Selected passage –
----------
DeMeeko Williams, coordinator for the Detroit Water Brigade, told Common Dreams that it is absurd that people in the city have to appeal to the United Nations for support. “You can’t get help from the city government, the state government is the main culprit, and the U.S. government is not doing anything, so what else is there to do? Who do we turn to?” he asked.

Despite a grassroots push for the Water Affordability Plan, the city has increased water rates 8.7 percent at a time of massive unemployment and poverty. Detroit is effectively passing “the increased costs of leakages due to an aging infrastructure” onto residents who can’t afford it, the investigators charge.

The rapporteurs document the heavy toll the shut-offs have taken.

“We were deeply disturbed to observe the indignity people have faced and continue to live with in one of the wealthiest countries in the world and in a city that was a symbol of America’s prosperity,” they state. “Without water, people cannot live a life with dignity—they have no water for drinking, cooking, bathing, flushing toilets and keeping their clothes and houses clean. Despite the fact that water is essential for survival, the city has no data on how many people have been and are living without tap water, let alone information on age, disabilities, chronic illness, race or income level of the affected population.”

Despite the lack of data provided by the city, information obtained by the investigators suggests the city’s vulnerable and dispossessed are bearing the brunt of the crisis. “About 80 percent of the population of Detroit is African American. According to data from 2013, 40.7 percent of Detroit’s population lives below the poverty level, 99 percent of the poor are African American,” they write. “Twenty percent of the population is living on 800 USD or less per month, while the average monthly water bill is currently 70.67 USD.”
----------
Stored rows –

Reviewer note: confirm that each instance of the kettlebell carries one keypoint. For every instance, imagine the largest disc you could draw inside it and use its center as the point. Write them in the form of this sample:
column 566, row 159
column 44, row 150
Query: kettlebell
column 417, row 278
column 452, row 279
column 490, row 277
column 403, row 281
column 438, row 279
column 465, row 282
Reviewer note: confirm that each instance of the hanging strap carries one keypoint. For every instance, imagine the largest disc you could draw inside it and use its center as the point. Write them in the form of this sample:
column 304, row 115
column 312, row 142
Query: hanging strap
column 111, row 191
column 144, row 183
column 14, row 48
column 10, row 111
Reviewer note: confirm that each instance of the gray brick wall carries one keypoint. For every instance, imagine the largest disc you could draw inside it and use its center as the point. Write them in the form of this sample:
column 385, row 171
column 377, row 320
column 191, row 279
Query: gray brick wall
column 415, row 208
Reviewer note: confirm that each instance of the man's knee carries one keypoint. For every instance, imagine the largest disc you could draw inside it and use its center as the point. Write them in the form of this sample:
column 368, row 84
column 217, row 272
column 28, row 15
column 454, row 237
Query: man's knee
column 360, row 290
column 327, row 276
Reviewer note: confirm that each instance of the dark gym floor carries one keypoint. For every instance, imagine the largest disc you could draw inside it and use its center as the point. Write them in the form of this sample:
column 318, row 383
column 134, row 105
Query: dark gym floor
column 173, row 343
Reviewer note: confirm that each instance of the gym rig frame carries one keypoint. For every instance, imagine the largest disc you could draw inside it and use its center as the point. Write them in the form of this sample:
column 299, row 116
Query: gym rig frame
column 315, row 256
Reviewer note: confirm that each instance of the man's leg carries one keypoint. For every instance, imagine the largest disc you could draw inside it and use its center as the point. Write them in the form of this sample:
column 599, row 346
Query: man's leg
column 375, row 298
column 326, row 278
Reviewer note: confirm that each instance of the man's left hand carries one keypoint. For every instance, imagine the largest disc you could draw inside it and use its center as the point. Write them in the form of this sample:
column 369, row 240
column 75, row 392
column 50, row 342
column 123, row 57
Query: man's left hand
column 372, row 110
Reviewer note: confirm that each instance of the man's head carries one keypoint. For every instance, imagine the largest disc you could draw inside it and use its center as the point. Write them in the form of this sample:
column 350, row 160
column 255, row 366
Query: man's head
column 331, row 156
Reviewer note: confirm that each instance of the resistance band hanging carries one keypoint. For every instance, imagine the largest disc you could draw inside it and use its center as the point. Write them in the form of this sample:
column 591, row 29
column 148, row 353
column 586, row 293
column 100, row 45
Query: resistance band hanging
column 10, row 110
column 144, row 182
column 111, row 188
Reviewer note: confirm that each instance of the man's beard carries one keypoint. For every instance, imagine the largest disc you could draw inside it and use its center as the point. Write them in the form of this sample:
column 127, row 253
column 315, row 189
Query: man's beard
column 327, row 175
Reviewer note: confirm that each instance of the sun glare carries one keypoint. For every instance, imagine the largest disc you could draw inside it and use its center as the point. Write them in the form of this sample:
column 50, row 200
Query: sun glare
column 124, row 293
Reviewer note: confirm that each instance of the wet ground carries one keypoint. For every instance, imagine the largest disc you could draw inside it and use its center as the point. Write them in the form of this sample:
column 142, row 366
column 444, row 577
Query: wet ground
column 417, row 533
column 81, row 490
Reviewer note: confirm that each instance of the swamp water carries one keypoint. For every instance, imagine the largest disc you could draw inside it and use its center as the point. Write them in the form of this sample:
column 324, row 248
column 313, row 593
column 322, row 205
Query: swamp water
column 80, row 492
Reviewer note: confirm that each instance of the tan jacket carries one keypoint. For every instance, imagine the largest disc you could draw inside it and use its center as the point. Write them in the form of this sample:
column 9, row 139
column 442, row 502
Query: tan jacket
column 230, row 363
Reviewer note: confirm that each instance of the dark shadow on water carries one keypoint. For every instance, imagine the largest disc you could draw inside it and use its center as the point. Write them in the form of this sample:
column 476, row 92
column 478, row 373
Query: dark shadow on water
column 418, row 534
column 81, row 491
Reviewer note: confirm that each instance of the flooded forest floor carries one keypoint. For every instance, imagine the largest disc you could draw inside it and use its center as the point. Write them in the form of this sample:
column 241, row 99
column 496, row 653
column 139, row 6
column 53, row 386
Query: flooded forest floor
----------
Complete the following –
(a) The passage on Detroit's water shut-offs names the details about the affected population that the city has no information on. List each of them.
(b) Answer these from the passage on Detroit's water shut-offs:
(i) What position does DeMeeko Williams hold?
(ii) By what percentage has the city increased water rates?
(iii) What is the current average monthly water bill?

Solved problems –
(a)
- Age
- Disabilities
- Chronic illness
- Race
- Income level

(b)
(i) Coordinator for the Detroit Water Brigade
(ii) 8.7 percent
(iii) 70.67 USD